Descripción del proyecto
The microbiota has an enormous influence on human health. CD4+ T cells play a central role in controlling the interaction with the microbiota. By specifically reacting against individual microbial species, T cells enable a mutualistic co-existence with microbes. Inappropriate T cell responses against microbes are in turn associated with inflammatory diseases. Thus, the combination of T cell specificity and functionality form the key determinant for physiological versus pathological host-microbiota interactions. So far, research on T cell-microbiota interaction is almost exclusively focussed on functional T cell subsets, whereas antigen-specificity is rarely addressed. This is a significant roadblock for developing targeted therapeutic interventions for microbiota-associated diseases.
The interaction with the microbiota poses two particular challenges for adaptive immunity: first, the extremely high diversity of microbial species, and thus potential T cell targets; second, microbes are persistent and thus probably encountered chronically. Currently, we do not know (1) which microbes are targets of specific T cell reactivity in humans, (2) how the (chronic) interaction with the huge number of different microbial species is regulated by T cell specificity and function, and (3) how alterations of these parameters contribute to microbiota-associated diseases.
I developed a highly sensitive technology to detect and deeply characterize microbe-specific T cells directly from human samples. MicroT will identify microbial target species of human T cells and unravel the molecular mechanisms regulating chronic interaction of T cells with the highly diverse microbiota. I will define the impact of specific T cell-microbiota interactions on chronic inflammatory diseases and upon ageing. Answering these fundamental questions of microbiota-T cell interaction will identify specific immune or microbial targets as an essential basis for rational development of novel targeted therapies.

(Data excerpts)

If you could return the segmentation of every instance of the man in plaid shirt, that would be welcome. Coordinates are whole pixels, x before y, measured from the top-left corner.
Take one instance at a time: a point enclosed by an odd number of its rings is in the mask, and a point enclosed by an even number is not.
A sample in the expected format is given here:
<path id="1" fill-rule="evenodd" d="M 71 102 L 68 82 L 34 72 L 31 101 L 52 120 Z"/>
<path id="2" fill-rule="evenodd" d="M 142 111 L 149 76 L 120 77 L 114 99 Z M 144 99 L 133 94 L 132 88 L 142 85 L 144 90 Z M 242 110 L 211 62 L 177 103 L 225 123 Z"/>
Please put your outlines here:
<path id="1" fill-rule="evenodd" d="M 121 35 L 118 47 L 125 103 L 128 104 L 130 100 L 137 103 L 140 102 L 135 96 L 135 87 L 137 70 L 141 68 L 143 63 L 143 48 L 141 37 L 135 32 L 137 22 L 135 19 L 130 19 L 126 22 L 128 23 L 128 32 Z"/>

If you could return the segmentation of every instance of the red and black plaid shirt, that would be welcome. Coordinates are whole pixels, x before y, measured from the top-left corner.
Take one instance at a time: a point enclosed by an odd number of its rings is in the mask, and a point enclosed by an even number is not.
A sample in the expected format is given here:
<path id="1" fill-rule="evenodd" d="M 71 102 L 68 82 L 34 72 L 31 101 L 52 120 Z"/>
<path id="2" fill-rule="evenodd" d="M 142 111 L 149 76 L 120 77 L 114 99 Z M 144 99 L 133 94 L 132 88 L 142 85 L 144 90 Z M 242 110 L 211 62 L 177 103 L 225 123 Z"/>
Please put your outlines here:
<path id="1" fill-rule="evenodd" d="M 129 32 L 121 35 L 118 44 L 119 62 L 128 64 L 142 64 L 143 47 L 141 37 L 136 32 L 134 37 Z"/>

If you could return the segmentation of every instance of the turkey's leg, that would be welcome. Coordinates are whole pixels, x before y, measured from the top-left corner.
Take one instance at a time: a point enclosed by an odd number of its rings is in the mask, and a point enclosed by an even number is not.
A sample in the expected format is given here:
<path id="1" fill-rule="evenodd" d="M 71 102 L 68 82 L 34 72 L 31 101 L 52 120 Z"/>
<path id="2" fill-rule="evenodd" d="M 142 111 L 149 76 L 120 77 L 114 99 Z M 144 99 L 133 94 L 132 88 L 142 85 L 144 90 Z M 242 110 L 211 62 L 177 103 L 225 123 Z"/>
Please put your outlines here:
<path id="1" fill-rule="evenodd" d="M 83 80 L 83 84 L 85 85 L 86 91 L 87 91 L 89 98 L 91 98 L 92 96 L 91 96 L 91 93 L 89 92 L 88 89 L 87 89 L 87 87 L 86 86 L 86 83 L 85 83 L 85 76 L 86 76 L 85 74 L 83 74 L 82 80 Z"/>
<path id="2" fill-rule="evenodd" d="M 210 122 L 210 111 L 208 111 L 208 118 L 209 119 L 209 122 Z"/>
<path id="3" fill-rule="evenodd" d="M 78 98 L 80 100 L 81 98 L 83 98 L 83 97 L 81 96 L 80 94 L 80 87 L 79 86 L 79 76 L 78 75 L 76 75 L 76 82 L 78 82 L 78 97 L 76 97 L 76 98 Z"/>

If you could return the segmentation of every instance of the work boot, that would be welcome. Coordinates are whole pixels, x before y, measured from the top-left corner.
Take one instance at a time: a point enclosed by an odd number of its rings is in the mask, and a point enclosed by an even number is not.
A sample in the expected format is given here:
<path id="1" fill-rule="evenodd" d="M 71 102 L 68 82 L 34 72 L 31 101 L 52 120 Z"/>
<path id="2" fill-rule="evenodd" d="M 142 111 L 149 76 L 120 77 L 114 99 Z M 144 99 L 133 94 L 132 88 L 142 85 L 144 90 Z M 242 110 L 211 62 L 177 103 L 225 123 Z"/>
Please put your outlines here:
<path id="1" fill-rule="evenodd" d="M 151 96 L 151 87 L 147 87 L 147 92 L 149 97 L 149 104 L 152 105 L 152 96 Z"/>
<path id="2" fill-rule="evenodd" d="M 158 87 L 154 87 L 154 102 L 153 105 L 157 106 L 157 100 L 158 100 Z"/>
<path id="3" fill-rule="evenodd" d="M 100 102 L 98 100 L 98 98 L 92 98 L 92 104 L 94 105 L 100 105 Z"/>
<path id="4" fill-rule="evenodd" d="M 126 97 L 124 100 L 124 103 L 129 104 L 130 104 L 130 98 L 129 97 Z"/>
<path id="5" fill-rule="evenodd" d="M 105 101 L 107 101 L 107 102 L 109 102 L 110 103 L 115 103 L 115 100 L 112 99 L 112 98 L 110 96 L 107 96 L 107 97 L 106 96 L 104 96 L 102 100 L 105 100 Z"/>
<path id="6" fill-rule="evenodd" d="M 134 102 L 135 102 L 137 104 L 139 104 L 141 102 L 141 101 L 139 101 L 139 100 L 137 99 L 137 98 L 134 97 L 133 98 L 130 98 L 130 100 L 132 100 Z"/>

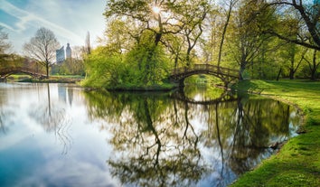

WORK TASK>
According to the project description, what two particular challenges does the interaction with the microbiota pose for adaptive immunity?

EXPECTED ANSWER>
The extremely high diversity of microbial species, and thus of potential T cell targets, and the persistence of microbes, which means they are probably encountered chronically.